What you have to do:
Please continue the post below about Airtasker and Hipages as marketplace businesses, starting right after its last sentence.

Reading text:
■ ■ ■

Listened as I always do to the Baby Giants pod released by @Strawman and friends last week. I noted with interest the discussion of Airtasker and Hipages as I own a small real life allocation in both.
https://www.babygiants.com.au/1870616/15549529-127-yen-carry-trade-whole-brain-investing-airtasker-hipages
The discussion centered around the quality of Airtasker and Hipages as marketplace businesses in comparison to the more traditional and well regarded marketplace businesses such as REA and CAR. When compared the observation made was that Airpages and Hipages (to a lesser extent) are relatively low quality businesses because:
- They are subject to leakage due to the relatively frequent low value and local neigbourhood nature of the 'tasks'.
- They are yet to achieve any real network effect.
- Claude and @Strawman also discussed the funding mechanism for advertising and what this says about management's view of valuation, the future etc.
I share some of the views voiced there but also thought I would say a few words in defence (of my probably crappy investment).
- The leakage is not necessarily the problem it's painted to be (in my view). Consider Uber. Leakage is pretty close to 100% ie you go with a different provider each time for a relatively low value commodity type job (but if course it stays within the one business). This may end up being the same for Airtasker. Ie this week it's setting up the kids trampoline (there's a guy doing this professionally on Airtasker), next week it might be 'build a tv unit' (live task), 'put a flyer together'. The point is if Airtasker is able to create a brand in people's conciousness it will be less about repeat orders for a specific job and more about repeat orders for any 'task'.

■ ■ ■

Given entries:
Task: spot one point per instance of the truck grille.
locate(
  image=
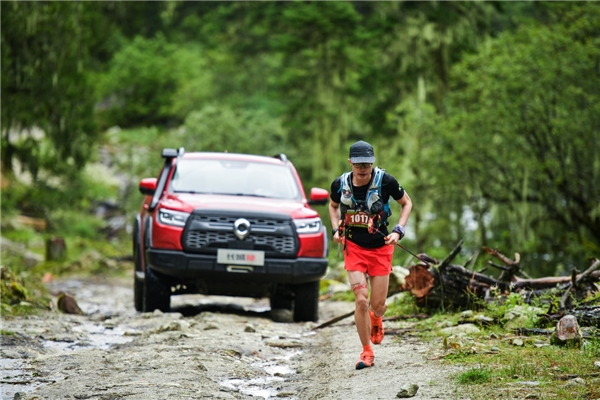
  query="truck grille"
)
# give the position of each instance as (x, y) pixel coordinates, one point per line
(205, 233)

■ ■ ■

Answer:
- As Andrew and Scott of MFM might say 'IF' the biggest small word in the english language. And this to the second point. Airtasker has not created a big network effect. Yet. As to how long you let that run before you make a judgement it's anyone's guess/choice but I feel like the gig economy is just getting started and happy to give them some rope. Given their currently low valuation I also think the deferral of a cash cost/avoidance of a dilutive cap raise to fund advertising and help build the network effect makes sense so the advertising deals make sense to me...
I suppose with Airtasker, Hipages and any other aspiring marketplace businesses they are a bit of a lottery ticket until they reach some kind of network effect threshold. What I would say of Airtasker at least is that they are 'known' in Australia and profitable in Australia (though they're redeploying any cash flows to UK and USA). If they're able to own the 'small task' space then they are a huge long term winner.
Keen for everyone's thoughts.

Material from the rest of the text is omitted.